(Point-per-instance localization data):
++++++++

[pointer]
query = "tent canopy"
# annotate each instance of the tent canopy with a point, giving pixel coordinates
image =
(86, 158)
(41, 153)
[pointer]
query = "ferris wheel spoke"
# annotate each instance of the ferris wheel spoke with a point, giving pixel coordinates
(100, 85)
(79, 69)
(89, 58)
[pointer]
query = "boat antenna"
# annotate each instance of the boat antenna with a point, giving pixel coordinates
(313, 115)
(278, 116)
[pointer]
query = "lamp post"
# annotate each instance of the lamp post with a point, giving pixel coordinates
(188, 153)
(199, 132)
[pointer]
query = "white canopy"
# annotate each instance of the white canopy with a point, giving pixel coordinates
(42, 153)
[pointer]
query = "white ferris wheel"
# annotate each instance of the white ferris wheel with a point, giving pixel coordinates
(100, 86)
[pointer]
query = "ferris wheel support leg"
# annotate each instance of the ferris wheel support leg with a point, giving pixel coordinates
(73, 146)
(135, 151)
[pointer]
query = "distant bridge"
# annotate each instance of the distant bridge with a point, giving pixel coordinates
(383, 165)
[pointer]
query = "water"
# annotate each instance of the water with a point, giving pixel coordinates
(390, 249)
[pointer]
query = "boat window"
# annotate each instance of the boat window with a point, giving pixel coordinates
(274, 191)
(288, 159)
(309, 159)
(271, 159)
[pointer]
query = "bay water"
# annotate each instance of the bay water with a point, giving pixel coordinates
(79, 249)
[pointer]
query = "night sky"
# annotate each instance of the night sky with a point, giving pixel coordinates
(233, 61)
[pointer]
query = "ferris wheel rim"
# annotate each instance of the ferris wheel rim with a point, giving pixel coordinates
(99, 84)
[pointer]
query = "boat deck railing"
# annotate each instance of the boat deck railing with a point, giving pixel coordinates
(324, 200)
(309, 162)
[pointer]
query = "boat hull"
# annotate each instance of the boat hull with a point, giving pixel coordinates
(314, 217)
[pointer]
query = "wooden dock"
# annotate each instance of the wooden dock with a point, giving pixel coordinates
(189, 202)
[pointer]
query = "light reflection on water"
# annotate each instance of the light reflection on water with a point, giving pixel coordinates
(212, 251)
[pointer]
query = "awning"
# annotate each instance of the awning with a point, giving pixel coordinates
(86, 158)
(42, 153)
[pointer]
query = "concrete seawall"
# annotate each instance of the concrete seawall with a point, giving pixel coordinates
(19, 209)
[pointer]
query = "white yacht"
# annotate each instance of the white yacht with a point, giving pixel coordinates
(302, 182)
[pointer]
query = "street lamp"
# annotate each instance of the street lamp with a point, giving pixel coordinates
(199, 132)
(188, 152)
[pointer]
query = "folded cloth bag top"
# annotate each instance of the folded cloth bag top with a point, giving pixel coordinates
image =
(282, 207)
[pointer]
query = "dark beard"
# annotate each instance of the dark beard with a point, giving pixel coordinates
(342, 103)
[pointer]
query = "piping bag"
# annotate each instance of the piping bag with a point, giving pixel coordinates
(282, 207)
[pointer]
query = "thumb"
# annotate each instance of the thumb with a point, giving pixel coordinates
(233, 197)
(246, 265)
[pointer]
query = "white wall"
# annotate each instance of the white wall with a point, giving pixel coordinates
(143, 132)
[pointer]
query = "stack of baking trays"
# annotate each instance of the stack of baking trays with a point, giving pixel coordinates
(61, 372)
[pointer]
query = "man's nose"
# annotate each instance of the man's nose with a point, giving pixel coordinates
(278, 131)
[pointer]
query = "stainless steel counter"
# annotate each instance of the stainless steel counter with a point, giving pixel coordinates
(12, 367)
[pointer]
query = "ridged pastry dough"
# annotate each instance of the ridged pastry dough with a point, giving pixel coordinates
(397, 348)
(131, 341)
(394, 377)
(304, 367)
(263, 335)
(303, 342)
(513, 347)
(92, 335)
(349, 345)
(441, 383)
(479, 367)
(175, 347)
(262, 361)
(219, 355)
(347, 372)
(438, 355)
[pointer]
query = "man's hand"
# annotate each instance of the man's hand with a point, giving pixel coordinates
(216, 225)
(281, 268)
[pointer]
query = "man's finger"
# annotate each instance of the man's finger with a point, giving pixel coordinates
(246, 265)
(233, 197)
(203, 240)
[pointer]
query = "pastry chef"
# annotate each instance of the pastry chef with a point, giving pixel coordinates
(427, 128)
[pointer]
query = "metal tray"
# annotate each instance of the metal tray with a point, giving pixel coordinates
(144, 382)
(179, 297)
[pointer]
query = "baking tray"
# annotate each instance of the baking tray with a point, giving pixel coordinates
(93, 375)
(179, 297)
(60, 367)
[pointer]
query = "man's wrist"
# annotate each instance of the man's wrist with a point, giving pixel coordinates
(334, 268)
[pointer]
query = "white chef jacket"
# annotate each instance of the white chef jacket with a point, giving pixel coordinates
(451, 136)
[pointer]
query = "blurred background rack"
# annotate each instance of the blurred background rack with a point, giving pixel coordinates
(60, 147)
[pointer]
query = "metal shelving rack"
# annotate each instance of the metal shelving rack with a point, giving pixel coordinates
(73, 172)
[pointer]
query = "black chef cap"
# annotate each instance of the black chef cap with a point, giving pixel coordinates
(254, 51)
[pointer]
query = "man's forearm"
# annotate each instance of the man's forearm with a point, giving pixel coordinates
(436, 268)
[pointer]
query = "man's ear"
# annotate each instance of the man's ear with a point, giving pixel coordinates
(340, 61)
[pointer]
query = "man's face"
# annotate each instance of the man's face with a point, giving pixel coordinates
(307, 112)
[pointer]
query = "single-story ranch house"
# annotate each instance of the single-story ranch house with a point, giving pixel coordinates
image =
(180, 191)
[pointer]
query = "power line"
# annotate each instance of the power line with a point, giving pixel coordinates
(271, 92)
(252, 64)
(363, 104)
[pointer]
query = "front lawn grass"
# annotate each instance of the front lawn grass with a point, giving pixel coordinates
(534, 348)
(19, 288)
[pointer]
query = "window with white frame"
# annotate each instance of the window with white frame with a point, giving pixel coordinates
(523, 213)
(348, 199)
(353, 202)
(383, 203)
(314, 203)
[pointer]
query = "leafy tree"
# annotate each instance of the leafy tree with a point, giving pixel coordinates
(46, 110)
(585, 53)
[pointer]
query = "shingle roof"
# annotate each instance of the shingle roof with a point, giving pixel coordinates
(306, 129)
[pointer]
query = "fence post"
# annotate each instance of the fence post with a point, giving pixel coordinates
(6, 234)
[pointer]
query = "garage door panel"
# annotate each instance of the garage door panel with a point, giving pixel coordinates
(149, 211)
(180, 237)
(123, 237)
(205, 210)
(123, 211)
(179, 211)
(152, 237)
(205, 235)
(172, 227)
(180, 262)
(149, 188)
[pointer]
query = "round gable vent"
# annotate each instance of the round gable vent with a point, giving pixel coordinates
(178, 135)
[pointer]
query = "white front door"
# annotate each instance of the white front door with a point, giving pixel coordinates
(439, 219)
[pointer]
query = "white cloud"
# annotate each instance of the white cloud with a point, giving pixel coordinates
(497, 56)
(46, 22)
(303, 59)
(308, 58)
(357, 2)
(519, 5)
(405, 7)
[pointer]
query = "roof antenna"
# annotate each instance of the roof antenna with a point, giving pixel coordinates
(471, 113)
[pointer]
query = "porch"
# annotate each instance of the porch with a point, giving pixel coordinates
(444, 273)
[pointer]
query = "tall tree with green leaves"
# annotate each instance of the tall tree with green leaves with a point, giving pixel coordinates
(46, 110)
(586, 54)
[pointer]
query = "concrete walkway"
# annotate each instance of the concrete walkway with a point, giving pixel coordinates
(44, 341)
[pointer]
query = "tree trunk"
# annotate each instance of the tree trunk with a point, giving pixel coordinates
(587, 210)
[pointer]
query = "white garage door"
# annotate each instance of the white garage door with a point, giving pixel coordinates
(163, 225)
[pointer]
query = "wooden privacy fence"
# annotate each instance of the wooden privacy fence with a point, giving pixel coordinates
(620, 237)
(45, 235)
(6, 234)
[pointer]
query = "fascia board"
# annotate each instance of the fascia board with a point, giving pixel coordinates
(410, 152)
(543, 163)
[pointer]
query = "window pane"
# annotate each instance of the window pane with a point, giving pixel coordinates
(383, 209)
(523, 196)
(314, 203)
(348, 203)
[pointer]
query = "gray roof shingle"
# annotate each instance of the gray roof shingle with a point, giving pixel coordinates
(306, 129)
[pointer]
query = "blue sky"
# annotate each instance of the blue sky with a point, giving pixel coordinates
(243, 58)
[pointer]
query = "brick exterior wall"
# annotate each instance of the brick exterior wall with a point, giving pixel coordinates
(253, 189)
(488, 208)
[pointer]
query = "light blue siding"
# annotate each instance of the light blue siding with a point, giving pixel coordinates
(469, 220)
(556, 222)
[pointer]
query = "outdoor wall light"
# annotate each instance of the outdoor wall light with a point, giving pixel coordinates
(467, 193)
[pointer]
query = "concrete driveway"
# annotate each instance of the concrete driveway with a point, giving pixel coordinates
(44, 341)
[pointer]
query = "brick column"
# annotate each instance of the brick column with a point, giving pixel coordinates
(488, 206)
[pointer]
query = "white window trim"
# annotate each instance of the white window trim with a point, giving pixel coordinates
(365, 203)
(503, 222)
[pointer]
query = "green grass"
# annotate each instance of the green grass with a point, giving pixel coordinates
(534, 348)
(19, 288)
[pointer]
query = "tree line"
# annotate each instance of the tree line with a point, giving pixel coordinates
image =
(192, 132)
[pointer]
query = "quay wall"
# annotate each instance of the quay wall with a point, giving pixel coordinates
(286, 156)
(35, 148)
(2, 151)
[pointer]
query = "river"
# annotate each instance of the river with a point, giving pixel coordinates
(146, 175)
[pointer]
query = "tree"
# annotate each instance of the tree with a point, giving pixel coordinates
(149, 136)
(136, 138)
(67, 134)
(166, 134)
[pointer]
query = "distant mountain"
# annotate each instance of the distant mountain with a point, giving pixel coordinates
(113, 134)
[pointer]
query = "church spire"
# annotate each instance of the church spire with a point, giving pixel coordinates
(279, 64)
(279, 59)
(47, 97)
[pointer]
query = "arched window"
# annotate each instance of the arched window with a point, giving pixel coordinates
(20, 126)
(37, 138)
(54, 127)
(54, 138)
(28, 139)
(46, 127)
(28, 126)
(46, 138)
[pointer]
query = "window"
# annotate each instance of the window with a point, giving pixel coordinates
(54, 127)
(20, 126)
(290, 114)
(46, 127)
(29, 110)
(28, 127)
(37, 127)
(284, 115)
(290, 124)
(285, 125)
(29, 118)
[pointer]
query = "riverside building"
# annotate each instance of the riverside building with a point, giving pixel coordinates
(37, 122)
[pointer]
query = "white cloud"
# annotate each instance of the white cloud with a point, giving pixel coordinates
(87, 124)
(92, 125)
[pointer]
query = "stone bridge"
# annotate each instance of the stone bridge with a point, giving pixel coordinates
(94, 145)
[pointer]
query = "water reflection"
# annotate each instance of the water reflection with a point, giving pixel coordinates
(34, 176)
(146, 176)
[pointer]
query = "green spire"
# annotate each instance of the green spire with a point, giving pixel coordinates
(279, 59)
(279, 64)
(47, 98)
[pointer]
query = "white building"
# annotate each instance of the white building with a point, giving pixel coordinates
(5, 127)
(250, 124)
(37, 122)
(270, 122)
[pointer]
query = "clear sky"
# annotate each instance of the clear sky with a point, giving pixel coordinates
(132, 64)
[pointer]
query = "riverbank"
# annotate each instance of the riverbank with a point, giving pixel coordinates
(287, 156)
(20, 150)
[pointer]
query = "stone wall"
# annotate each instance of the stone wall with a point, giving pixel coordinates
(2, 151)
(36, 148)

++++++++

(Exercise requirements): Pull out every line of the records above that contains the word "folded".

(Reply to the task):
query = "folded cloth bag top"
# annotate each instance of the folded cloth bag top with a point, giving pixel coordinates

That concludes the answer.